◆ Texto fornecido
+===+

Sobre o modelo de legalização da maconha para o Brasil

Alexandre Pacheco Martins

Independentemente da decisão que o Supremo Tribunal Federal tomar sobre a despenalização e descriminalização da maconha no país, sociedade, especialistas no assunto e poder legislativo precisam dialogar sobre qual seria o modelo de legalização da maconha mais adequado para o Brasil. O modelo ideal é aquele que descriminaliza não só o uso, mas também a venda, mas principalmente aquele que coloca o ser humano como o elemento principal de preocupação da discussão. Retira-se o foco da área policial e se passa a tratar o consumo de drogas pelo que realmente é, questão de saúde pública. Isto significa o fortalecimento dos mecanismos de controle e fiscalização, inclusa a tributação de todos os recursos financeiros envolvidos para que sejam voltados integralmente para a saúde dos dependentes químicos numa política eficaz de redução de danos para os usuários.

O ponto principal é voltar os olhos para a realidade brasileira, pois o número de pessoas encarceradas por conta da criminalização da temática de drogas é muito grande. No país, confunde-se a imagem do usuário com a do traficante, pois não há critério objetivo para determinar a linha que divide o uso do tráfico. E até o presente momento este critério é determinado subjetivamente pelas autoridades que lidam com a questão. O Brasil pode se espelhar em outras nações que já adotaram medidas semelhantes e determinam regras claras sobre a comercialização e uso da maconha, como a Holanda que limita a venda em a trinta gramas ou Portugal que define a margem de vinte gramas de maconha ou ainda como o Uruguai que optou pelo modelo de venda exclusiva pelo próprio Estado aos usuários, para compatibilizar controle e o cuidado com os usuários.

+===+

◆ Dados disponíveis
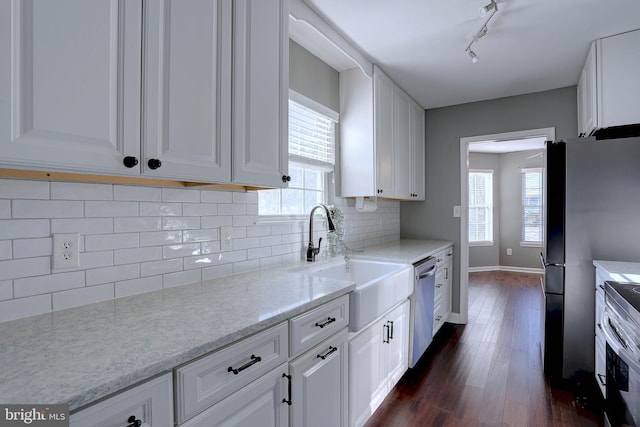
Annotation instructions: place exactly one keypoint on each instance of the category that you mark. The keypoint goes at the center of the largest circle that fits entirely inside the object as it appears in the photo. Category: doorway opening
(533, 139)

+===+

◆ Trabalho a fazer
a - Resuma em duas frases o texto sobre a legalização da maconha.
b - De acordo com o texto sobre a legalização da maconha, que modelo o Uruguai adotou para a venda?
c - Dê continuidade, por favor, ao texto sobre a legalização da maconha a partir do ponto em que ele termina.
Não é preciso usar a listagem.

◆ Resultados
a - O texto defende que o Brasil discuta um modelo de legalização da maconha que descriminalize o uso e a venda, trate o consumo como questão de saúde pública e destine a tributação à saúde dos dependentes químicos. Aponta o grande número de encarcerados e a falta de critério objetivo entre uso e tráfico, e cita Holanda, Portugal e Uruguai como países com regras claras.

b - A venda exclusiva pelo próprio Estado aos usuários.

c -
A descriminalização do porte de drogas para consumo é medida constitucionalmente legítima, devido a razões jurídicas e pragmáticas. É o que diz o ministro Luís Roberto Barroso na recente apreciação do Habeas Corpus 143798 MC/SP na qual afirma que a política de drogas brasileira fracassou, além do alto custo do encarceramento em massa e dos prejuízos à saúde pública. E diga-se que, neste processo, o ministro atendeu o pedido da Defensoria Pública para suspensão do processo penal contra um homem acusado de tráfico pela importação de 14 sementes de maconha. Isto porque a corte ainda julga o Recurso Extraordinário 635659, que trata da legalidade da posse de maconha para o uso pessoal, seja recreativo ou com fins terapêuticos.

A tramitação deste caso permanece interrompida enquanto o julgamento sobre a (in) constitucionalidade do artigo 28 da Lei de Drogas brasileira não for finalizado. Até o momento três dos onze ministros já votaram a favor da descriminalização do uso e porte da maconha durante análise do RE 635659. O próprio Ministro Barroso, Ministro Fachin e o Ministro Gilmar Mendes, este último publicamente contra a legalização da maconha. O ministro Teori Zavascki seria o quarto ministro a proferir o voto, mas pediu vistas do processo antes do acidente fatal de avião em janeiro. Agora, este Recurso Extraordinário deve ser encaminhado ao Ministro Alexandre de Moraes.

A referida ação penal se assemelha a tantos outros casos nos quais há grande probabilidade que a maconha importada fosse destinada ao uso. As sementes são plantadas e produto final destinado ao consumo pessoal. A decisão do ministro do Barroso foi o melhor caminho pois resguarda a ação penal para ser analisada como de fato precisa. E não há dúvidas que o entendimento do Conselho Institucional do Ministério Público Federal de que a importação de sementes de maconha para uso particular não pode ser considerada crime contribui nas discussões da Suprema Corte. O CIMPF considera que a importação de pequena quantidade de sementes não ofende a legislação penal a ponto de ser crime de contrabando, tampouco tráfico internacional de drogas.

O próprio Supremo sofre duras críticas de segmentos sociais que imputam a hipótese de os ministros legislarem sobre o tema. O que não é fático. A verdade é que o STF cumpre efetivamente seu papel ao fazer o controle da constitucionalidade da lei de drogas. E, se entender que alguns dispositivos da referida lei são incompatíveis com a Constituição Federal será absolutamente normal que a Suprema Corte declare a inconstitucionalidade. Obviamente a atualização da lei cabe ao Legislativo, mas é sabido que determinadas discussões não avançam no Congresso Nacional neste grave momento da política brasileira. A questão de drogas é uma delas.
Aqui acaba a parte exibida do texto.